Work item: Retype the data below, every word of it, exactly.

Source material:

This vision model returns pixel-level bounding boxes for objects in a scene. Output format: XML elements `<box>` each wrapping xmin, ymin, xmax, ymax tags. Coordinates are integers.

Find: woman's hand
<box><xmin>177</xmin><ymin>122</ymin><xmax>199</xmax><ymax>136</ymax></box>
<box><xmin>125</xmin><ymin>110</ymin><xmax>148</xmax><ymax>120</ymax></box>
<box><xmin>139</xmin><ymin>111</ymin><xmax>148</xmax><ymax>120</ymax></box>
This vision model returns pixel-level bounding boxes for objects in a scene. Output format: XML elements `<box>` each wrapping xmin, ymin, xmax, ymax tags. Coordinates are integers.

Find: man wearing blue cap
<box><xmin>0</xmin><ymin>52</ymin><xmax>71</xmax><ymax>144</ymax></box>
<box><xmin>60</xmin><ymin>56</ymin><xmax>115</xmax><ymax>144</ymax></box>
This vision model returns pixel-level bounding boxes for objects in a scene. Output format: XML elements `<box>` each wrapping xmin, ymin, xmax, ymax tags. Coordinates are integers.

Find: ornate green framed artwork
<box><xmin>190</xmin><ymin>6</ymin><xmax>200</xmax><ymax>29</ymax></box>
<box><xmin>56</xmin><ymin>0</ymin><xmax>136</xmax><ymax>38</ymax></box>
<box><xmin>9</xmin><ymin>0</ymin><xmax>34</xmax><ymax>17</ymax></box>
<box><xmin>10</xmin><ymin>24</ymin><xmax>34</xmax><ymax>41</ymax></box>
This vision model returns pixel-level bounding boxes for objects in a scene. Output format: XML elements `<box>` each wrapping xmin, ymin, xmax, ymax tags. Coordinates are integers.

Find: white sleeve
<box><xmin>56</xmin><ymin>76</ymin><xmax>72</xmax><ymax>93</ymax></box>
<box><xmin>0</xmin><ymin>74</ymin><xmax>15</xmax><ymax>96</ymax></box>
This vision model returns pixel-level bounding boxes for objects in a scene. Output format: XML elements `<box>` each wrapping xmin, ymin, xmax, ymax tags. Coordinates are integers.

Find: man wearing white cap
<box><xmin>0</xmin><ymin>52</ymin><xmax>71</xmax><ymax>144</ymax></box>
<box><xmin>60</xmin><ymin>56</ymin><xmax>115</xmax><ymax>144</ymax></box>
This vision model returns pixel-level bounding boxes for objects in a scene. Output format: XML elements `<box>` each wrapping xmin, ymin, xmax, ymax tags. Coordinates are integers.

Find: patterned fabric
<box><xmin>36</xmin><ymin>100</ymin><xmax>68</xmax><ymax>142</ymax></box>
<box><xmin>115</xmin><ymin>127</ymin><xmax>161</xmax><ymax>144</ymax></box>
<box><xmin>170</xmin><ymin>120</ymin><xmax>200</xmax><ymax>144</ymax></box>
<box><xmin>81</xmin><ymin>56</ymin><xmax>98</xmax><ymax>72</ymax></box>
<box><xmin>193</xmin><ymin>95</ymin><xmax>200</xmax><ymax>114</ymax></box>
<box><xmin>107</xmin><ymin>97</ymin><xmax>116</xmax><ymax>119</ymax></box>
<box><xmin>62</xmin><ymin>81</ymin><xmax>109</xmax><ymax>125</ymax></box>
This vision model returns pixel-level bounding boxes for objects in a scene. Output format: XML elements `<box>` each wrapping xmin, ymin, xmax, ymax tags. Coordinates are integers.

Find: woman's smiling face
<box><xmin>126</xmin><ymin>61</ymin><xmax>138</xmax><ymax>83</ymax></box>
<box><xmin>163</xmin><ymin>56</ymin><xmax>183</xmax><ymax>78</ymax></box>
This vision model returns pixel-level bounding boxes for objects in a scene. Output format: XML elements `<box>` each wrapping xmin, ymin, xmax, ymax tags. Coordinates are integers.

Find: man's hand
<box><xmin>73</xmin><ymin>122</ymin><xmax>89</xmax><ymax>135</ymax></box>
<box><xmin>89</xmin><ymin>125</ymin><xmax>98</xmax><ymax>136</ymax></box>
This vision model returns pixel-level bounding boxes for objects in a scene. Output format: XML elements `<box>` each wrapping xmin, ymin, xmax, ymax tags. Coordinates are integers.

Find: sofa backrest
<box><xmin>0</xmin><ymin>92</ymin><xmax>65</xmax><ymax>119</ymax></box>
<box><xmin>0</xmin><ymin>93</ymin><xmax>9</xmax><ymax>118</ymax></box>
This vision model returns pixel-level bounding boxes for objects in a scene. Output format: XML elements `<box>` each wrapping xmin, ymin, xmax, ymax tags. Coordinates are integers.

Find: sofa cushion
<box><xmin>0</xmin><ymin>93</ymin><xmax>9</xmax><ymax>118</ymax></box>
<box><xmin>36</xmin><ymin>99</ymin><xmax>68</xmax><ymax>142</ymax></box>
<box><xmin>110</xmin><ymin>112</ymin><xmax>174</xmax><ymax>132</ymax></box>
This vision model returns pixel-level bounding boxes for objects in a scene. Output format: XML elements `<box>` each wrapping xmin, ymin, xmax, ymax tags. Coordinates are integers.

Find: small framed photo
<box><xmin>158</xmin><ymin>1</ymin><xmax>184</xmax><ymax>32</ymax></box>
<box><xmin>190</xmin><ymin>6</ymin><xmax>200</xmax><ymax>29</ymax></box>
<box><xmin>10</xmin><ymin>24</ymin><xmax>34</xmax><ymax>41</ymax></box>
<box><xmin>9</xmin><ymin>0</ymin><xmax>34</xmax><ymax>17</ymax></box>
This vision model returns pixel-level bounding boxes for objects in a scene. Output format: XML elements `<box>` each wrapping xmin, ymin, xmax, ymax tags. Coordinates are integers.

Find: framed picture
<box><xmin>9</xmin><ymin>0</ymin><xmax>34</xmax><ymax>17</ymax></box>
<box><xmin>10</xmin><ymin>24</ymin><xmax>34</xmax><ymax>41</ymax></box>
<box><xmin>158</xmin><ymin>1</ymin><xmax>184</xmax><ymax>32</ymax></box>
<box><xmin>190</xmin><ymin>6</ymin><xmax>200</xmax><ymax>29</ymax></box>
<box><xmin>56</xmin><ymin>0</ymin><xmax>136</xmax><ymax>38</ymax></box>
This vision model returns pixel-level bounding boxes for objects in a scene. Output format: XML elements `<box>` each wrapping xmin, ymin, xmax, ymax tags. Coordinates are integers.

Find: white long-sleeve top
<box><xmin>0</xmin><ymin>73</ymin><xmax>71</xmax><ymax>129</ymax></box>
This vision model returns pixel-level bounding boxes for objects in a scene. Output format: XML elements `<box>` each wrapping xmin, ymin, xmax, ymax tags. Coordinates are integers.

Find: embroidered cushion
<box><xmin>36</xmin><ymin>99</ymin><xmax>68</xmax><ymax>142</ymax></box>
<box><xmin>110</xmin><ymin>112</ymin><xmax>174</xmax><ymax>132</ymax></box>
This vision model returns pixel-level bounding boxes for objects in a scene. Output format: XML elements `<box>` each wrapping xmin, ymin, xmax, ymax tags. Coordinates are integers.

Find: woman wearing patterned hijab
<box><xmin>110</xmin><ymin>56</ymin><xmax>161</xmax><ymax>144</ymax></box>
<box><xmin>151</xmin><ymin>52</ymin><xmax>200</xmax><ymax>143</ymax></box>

Reply:
This vision model returns pixel-level bounding boxes for objects in a scene. Output format: XML elements `<box>` each wrapping xmin, ymin, xmax, ymax tags. Coordinates are integers.

Find: woman's hand
<box><xmin>177</xmin><ymin>122</ymin><xmax>199</xmax><ymax>136</ymax></box>
<box><xmin>125</xmin><ymin>110</ymin><xmax>148</xmax><ymax>120</ymax></box>
<box><xmin>139</xmin><ymin>111</ymin><xmax>148</xmax><ymax>120</ymax></box>
This vision model returns pixel-level bounding boxes for objects in a scene. Output format: XML elements `<box>` each wrapping xmin, ymin, xmax, ymax tags. Coordinates are integers.

Find: man wearing blue cap
<box><xmin>0</xmin><ymin>52</ymin><xmax>71</xmax><ymax>144</ymax></box>
<box><xmin>60</xmin><ymin>56</ymin><xmax>115</xmax><ymax>144</ymax></box>
This vision model returns pixel-level bounding boxes for objects in a scene. Output format: XML elements `<box>` each wrapping xmin, ymin, xmax, ymax tags. Coordinates are integers.

Find: ornate green framed artwork
<box><xmin>190</xmin><ymin>6</ymin><xmax>200</xmax><ymax>29</ymax></box>
<box><xmin>56</xmin><ymin>0</ymin><xmax>136</xmax><ymax>38</ymax></box>
<box><xmin>9</xmin><ymin>0</ymin><xmax>34</xmax><ymax>17</ymax></box>
<box><xmin>10</xmin><ymin>24</ymin><xmax>34</xmax><ymax>41</ymax></box>
This vision model returns pixel-level bounding boxes for objects in a scene. Output format: XML elements `<box>` each wrapping xmin, ymin, xmax, ymax tags. Coordinates are integers.

Find: white sleeve
<box><xmin>56</xmin><ymin>76</ymin><xmax>72</xmax><ymax>93</ymax></box>
<box><xmin>0</xmin><ymin>74</ymin><xmax>15</xmax><ymax>96</ymax></box>
This vision model returns pixel-level bounding boxes for objects in a scene. Output format: XML elements `<box>` each wrapping xmin, ymin, xmax, ymax tags. Coordinates are integers.

Find: man wearing white cap
<box><xmin>0</xmin><ymin>52</ymin><xmax>71</xmax><ymax>144</ymax></box>
<box><xmin>60</xmin><ymin>56</ymin><xmax>115</xmax><ymax>144</ymax></box>
This vision model returns pixel-level bounding boxes for objects in a scene. Output format: XML elements `<box>` each wrapping xmin, ymin, xmax, ymax tags. Coordinates are integers.

Find: patterned fabric
<box><xmin>36</xmin><ymin>100</ymin><xmax>68</xmax><ymax>142</ymax></box>
<box><xmin>115</xmin><ymin>127</ymin><xmax>161</xmax><ymax>144</ymax></box>
<box><xmin>170</xmin><ymin>120</ymin><xmax>200</xmax><ymax>144</ymax></box>
<box><xmin>81</xmin><ymin>56</ymin><xmax>98</xmax><ymax>72</ymax></box>
<box><xmin>193</xmin><ymin>95</ymin><xmax>200</xmax><ymax>114</ymax></box>
<box><xmin>107</xmin><ymin>97</ymin><xmax>116</xmax><ymax>119</ymax></box>
<box><xmin>62</xmin><ymin>81</ymin><xmax>109</xmax><ymax>125</ymax></box>
This vision model returns pixel-level bounding boxes for objects in a scene. Output format: XML elements `<box>` each wrapping xmin, ymin, xmax, ymax tags. Coordinates are integers.

Find: woman's smiling face
<box><xmin>126</xmin><ymin>61</ymin><xmax>138</xmax><ymax>83</ymax></box>
<box><xmin>163</xmin><ymin>56</ymin><xmax>183</xmax><ymax>78</ymax></box>
This vision model returns pixel-level bounding boxes for objects in a scene. Output format: XML elements `<box>` each wrapping xmin, ymin, xmax, ymax tags. Coordinates are integers.

Find: man's hand
<box><xmin>73</xmin><ymin>122</ymin><xmax>89</xmax><ymax>135</ymax></box>
<box><xmin>89</xmin><ymin>125</ymin><xmax>98</xmax><ymax>136</ymax></box>
This vision model returns pixel-level bounding boxes for objects in a scene. Output format: XML elements `<box>` each wrapping xmin, ymin, xmax, ymax tags. Coordinates are integers.

Find: sofa backrest
<box><xmin>0</xmin><ymin>92</ymin><xmax>65</xmax><ymax>119</ymax></box>
<box><xmin>0</xmin><ymin>93</ymin><xmax>9</xmax><ymax>118</ymax></box>
This vision model returns pixel-level bounding boxes for objects in a scene. Output format: XML elements `<box>` each wrapping xmin, ymin, xmax, ymax tags. Coordinates are integers.

Find: sofa cushion
<box><xmin>0</xmin><ymin>93</ymin><xmax>9</xmax><ymax>118</ymax></box>
<box><xmin>36</xmin><ymin>99</ymin><xmax>68</xmax><ymax>142</ymax></box>
<box><xmin>110</xmin><ymin>112</ymin><xmax>174</xmax><ymax>132</ymax></box>
This vision model returns pixel-level bounding boxes for objects in a scene. Output format: XML elements `<box>` each wrapping xmin, ymin, xmax, ymax tags. Coordinates are integers.

Find: small framed photo
<box><xmin>158</xmin><ymin>1</ymin><xmax>184</xmax><ymax>32</ymax></box>
<box><xmin>190</xmin><ymin>6</ymin><xmax>200</xmax><ymax>29</ymax></box>
<box><xmin>10</xmin><ymin>24</ymin><xmax>34</xmax><ymax>41</ymax></box>
<box><xmin>9</xmin><ymin>0</ymin><xmax>34</xmax><ymax>17</ymax></box>
This vision model returns pixel-level bounding boxes for objects in a scene. Output format: XML elements `<box>` each wrapping xmin, ymin, xmax, ymax tags. Coordinates are integers.

Find: framed picture
<box><xmin>9</xmin><ymin>0</ymin><xmax>34</xmax><ymax>17</ymax></box>
<box><xmin>10</xmin><ymin>24</ymin><xmax>34</xmax><ymax>41</ymax></box>
<box><xmin>158</xmin><ymin>1</ymin><xmax>184</xmax><ymax>32</ymax></box>
<box><xmin>190</xmin><ymin>6</ymin><xmax>200</xmax><ymax>29</ymax></box>
<box><xmin>56</xmin><ymin>0</ymin><xmax>136</xmax><ymax>38</ymax></box>
This vision model returns pixel-level bounding boxes for objects in a scene. Output format: XML elements `<box>` each wrapping xmin, ymin, xmax, ymax tags. Coordinates are integers.

Find: white long-sleeve top
<box><xmin>0</xmin><ymin>73</ymin><xmax>71</xmax><ymax>129</ymax></box>
This vision model returns pixel-level bounding boxes for objects in a scene. Output format: XML elements `<box>` each wrapping xmin, ymin, xmax, ymax tags. Coordinates are integers.

Find: embroidered cushion
<box><xmin>36</xmin><ymin>99</ymin><xmax>68</xmax><ymax>142</ymax></box>
<box><xmin>110</xmin><ymin>112</ymin><xmax>174</xmax><ymax>132</ymax></box>
This vision model returns pixel-level bounding boxes for objects in a scene. Output format: XML elements `<box>` each wrapping xmin, ymin, xmax, ymax tags. Coordinates are integers.

Find: woman wearing patterned hijab
<box><xmin>110</xmin><ymin>56</ymin><xmax>161</xmax><ymax>144</ymax></box>
<box><xmin>151</xmin><ymin>52</ymin><xmax>200</xmax><ymax>143</ymax></box>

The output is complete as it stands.